■ DOCUMENT PASSAGE ■
========

Effect Measure

A new class of air pollutant?

I used to joke that the only plan the Bush administration had for dealing with air pollution was to put all the free radicals in jail. If you don’t know what a free radical is, it is a highly reactive form of a chemical, usually involving an unpaired electron. Radicals often are short lived intermediates in other reactions and can have half lives in the microseconds or less. In any event we’re talking seconds. It is free radicals that are formed by ionizing radiation. They quickly react with whatever chemicals are in their vicinity and if that chemical happens to be your genetic material, you can get the kind of programming error that leads to cancer.

Now a combustion chemist is reporting a new kind of free radical which he calls a “persistent free radical,” almost a chemical oxymoron:

Most atmospheric free radicals exist for less than a second. What’s different and distressing about the substances Dellinger found, he said, is that they persist.

The process begins when combustion in an industrial smokestack, automotive tailpipe or even a household chimney releases fine particles of unburned material, such as soot.

As the gases begin to cool, altered versions of chemicals in the exhaust – the persistent free radicals – form and attach themselves to the soot particles.

A substance’s persistent free radicals may be more toxic than the substance itself, [H. Barry Dellinger, Dellinger, Patrick F. Taylor Chair of Environmental Chemistry at Louisiana State University] said.

Bill Suk, acting deputy director of the National Institute of Environmental Health Sciences, said the research was “significant” because “it takes the monitoring and the exposure of products of incomplete combustion to yet another level of potential impact on people’s health.”

Whether it actually affects people’s health, however, remains unknown, he said. (Philadelphia Inquirer)

========

[Spatial localization data]
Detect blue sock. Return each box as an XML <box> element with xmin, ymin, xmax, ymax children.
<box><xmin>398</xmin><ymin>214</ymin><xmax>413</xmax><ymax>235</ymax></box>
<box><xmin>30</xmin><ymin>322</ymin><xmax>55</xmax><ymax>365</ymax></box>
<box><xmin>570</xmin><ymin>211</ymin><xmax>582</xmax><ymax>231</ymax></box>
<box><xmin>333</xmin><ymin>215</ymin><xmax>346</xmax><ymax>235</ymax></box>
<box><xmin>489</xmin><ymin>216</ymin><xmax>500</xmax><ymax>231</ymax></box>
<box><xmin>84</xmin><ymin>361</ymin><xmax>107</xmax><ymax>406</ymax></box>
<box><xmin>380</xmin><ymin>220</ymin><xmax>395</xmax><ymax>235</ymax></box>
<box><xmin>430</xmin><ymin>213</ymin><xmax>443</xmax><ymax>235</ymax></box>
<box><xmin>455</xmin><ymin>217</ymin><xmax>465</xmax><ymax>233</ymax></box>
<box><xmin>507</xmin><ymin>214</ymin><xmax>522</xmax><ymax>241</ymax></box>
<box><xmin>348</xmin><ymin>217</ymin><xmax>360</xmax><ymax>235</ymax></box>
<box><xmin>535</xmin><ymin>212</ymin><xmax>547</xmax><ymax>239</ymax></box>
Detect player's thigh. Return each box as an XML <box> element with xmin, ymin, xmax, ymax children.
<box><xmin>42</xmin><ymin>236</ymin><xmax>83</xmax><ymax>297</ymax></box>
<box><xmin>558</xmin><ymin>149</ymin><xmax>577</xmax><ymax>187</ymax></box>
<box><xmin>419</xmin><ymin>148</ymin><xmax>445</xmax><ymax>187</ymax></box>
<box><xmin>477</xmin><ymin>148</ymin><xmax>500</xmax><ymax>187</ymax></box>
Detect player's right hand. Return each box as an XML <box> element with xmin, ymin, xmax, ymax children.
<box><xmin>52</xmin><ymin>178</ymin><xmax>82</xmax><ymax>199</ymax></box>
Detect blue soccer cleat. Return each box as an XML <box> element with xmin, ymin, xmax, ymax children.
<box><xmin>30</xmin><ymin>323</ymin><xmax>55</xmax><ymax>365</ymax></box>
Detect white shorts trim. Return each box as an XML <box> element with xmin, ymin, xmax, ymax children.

========

■ TASKS TO PERFORM ■
(a) According to the post on persistent free radicals, how long do most atmospheric free radicals exist?
(b) Reproduce the stretch of the post on persistent free radicals from "Most atmospheric free" through "such as soot.".

■ SOLUTIONS TO EACH TASK ■
(a) Less than a second.

(b)
Most atmospheric free radicals exist for less than a second. What’s different and distressing about the substances Dellinger found, he said, is that they persist.

The process begins when combustion in an industrial smokestack, automotive tailpipe or even a household chimney releases fine particles of unburned material, such as soot.